- [Page excerpt]
Carter Mazur is another name to watch, a high scoring winger who was in Hobey Baker Award conversation last season. William Wallinder (D), Amadeus Lombardi (C), Cross Hanas (LW), Eemil Viro (D), Donovan Sebrango, (D), Albert Johnasson (D), and Antti Tuomisto (D) are all names to keep an eye on. All chosen after the first round, the Red Wings are deep on the blue line.
Contracts and Trades
Yzerman and Davidson are almost in lock step with what they’re doing: short term deals and weaponizing the cap where they can. The Alex DeBrincat watch to Detroit hinges, according to reports from Detroit Hockey Now’s Kevin Allen, on term. Yzerman is unlikely to just hand out term to players, and even was hesitant reportedly with captain Dylan Larkin. The only sure fire bet would be Seider, who is likely the anchor of the defense and likely the team going forward.
Perusing the Red Wings cap work, only Larkin, Andrew Copp (2022 FA), and J.T. Compher (2023 FA) have inked deals that are five or more years long. Copp and Compher each got five years with Larkin getting a full eight. Like Davidson, Yzerman has ensured that the Red Wings have financial flexibility after the horror show that was Holland’s cap work.
Davidson inherited a similar situation with much of Stan Bowman’s work, moreso on the side of no movement clauses severely limiting his ability to trade certain players.
When it comes to trades, Yzerman has been aggressive but unwilling to give up high draft picks or prospects in deals. That may change if he swings a deal for DeBrincat, as he will be the first legitimate scoring threat Detroit has had in over a decade. While Larkin has put up 30+ goals in consecutive seasons, the Red Wings lack any real scoring threat outside of him. Tyler Bertuzzi was dealt away but aside from a 30-goal year, was hampered by injury. David Perron put up 24 goals and Dominik Kubalik had 20. Raymond dipped a bit in his sophomore season, but should be a consistent 20-goal scorer.
But in order to move forward, Yzerman has to acquire more scoring threats.
Measuring out the Timeline
The Red Wings are butting up against playoff conversation but need to secure DeBrincat or a scorer to be truly considered for a shot at it. There was improvement last season but they’re still a few scorers away from being a true threat.

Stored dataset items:
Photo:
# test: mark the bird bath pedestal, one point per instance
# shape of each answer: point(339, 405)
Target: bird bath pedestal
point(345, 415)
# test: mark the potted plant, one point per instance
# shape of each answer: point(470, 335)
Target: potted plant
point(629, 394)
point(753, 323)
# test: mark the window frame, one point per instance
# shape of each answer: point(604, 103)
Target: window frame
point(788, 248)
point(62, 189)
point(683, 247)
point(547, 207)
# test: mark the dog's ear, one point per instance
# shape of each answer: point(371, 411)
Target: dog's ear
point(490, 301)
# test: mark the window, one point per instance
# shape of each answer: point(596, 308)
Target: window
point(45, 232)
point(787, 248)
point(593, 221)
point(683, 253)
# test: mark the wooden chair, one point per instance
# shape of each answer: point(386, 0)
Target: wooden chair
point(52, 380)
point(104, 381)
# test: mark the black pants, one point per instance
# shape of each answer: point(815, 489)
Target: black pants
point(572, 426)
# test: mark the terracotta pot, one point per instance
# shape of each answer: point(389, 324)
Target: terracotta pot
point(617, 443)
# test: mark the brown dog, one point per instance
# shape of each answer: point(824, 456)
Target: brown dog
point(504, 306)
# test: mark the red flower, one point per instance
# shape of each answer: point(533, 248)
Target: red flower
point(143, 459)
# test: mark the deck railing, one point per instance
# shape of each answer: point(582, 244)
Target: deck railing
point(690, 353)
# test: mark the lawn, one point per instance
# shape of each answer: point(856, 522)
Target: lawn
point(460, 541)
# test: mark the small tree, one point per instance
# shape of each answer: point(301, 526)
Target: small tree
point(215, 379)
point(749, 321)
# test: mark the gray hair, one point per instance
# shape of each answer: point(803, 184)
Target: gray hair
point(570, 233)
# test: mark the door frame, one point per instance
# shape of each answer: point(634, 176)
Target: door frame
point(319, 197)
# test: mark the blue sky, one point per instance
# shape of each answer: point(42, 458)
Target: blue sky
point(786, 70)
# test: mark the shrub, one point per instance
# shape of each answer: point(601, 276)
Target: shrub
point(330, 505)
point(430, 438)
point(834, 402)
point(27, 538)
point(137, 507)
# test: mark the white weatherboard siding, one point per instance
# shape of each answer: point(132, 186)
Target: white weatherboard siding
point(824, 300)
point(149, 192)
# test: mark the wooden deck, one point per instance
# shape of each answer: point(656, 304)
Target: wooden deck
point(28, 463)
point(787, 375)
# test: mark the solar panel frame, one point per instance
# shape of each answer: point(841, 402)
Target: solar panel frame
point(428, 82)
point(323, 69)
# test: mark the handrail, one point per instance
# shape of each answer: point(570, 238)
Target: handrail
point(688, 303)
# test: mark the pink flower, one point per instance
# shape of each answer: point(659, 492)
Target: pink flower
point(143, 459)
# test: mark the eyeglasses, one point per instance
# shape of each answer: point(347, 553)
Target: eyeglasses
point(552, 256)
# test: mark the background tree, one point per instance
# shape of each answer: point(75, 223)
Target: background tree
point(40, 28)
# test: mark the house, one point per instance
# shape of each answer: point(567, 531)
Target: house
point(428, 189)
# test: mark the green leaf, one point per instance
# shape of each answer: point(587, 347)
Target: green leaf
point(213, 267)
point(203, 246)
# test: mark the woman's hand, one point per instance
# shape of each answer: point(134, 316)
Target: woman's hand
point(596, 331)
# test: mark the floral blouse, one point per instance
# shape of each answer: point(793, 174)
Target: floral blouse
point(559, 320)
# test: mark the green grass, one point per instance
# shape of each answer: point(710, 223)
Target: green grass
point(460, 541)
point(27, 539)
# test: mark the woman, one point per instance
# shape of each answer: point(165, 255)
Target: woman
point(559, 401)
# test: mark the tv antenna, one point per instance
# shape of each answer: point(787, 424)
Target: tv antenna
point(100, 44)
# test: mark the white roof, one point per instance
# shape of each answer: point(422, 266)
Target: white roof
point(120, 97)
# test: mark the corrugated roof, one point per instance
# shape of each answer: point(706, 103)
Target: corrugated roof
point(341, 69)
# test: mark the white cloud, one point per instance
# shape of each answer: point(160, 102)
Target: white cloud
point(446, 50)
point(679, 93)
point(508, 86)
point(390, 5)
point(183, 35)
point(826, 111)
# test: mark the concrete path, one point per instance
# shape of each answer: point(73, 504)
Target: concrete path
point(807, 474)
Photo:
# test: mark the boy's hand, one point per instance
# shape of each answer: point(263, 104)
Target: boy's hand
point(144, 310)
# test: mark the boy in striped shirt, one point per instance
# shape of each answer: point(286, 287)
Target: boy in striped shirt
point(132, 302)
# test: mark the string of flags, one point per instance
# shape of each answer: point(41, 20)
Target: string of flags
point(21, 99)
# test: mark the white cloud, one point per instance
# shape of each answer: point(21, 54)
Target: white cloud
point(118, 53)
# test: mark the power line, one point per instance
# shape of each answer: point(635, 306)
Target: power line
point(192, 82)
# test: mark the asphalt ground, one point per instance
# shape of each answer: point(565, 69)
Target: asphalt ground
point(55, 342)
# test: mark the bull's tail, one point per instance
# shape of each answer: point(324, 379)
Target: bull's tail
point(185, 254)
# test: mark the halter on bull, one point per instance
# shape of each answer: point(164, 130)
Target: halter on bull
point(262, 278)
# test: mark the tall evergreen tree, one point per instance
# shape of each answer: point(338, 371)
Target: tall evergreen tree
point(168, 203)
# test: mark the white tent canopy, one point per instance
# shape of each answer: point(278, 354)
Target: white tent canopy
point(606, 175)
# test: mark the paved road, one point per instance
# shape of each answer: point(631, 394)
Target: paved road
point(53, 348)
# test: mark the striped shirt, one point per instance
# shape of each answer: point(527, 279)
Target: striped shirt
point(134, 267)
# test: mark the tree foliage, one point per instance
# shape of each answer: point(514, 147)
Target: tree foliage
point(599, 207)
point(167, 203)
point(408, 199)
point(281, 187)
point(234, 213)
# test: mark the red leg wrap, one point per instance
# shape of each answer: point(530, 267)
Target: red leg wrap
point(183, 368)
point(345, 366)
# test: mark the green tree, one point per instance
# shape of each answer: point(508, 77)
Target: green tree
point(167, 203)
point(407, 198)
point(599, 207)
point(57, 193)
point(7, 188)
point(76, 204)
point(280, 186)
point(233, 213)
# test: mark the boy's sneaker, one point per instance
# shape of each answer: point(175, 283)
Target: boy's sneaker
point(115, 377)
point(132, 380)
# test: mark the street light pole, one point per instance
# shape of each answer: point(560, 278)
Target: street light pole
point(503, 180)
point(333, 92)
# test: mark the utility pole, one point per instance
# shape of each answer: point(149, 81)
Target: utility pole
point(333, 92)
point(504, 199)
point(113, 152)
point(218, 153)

- [Questions on the material]
a) Copy everything in the Red Wings article from "When it comes" down to "more scoring threats.".
b) Yzerman has been unwilling to give up high draft picks or prospects in trades. According to the Red Wings article, why might that change in a deal for DeBrincat?
c) Go on with the Red Wings article from the point where it stops.

- [Responses]
a)
When it comes to trades, Yzerman has been aggressive but unwilling to give up high draft picks or prospects in deals. That may change if he swings a deal for DeBrincat, as he will be the first legitimate scoring threat Detroit has had in over a decade. While Larkin has put up 30+ goals in consecutive seasons, the Red Wings lack any real scoring threat outside of him. Tyler Bertuzzi was dealt away but aside from a 30-goal year, was hampered by injury. David Perron put up 24 goals and Dominik Kubalik had 20. Raymond dipped a bit in his sophomore season, but should be a consistent 20-goal scorer.
But in order to move forward, Yzerman has to acquire more scoring threats.

b) It might change because DeBrincat would be the first legitimate scoring threat Detroit has had in over a decade.

c)
But the Red Wings first missed the playoffs in 2017, began their teardown in 2019, and are finally now positioning themselves for a real chance at the playoffs.
Cumulatively, it’s taken them six seasons to get there, with two of those seasons being brutal lose-to-win-the-lottery chances. 2021-22 saw a step forward but a team with too many holes and last season was the first one that brought some excitement to Detroit.
Two Lessons for the Blackhawks from the Red Wings Rebuild
#1: Be thankful for lottery luck. The Red Wings, dating back to 2017 when they first qualified for a lottery shot, have either stayed even or fallen in every draft. That includes the 2020 one, where the league changed lottery rules as a result of the wailing over Detroit falling three spots after having a historically bad year. Yzerman literally started from scratch and didn’t have the fortune of Steven Stamkos and Victor Hedman as he did in Tampa Bay. Bedard speeds up the process significantly. Otherwise, the Blackhawks are likely in a very similar pattern.
#2: Patience is a virtue. Some fans questioned the moves when it came to veterans in the way of Nick Foligno, Taylor Hall, and Corey Perry. But Davidson is going the way of Yzerman: ice a team, bring in good quality veterans that can help both on and off the ice, and position oneself for another good crack at the lottery. Beyond that, be patient in the process and avoid taking short cuts.
In short, build well and right–the rest will take care of itself.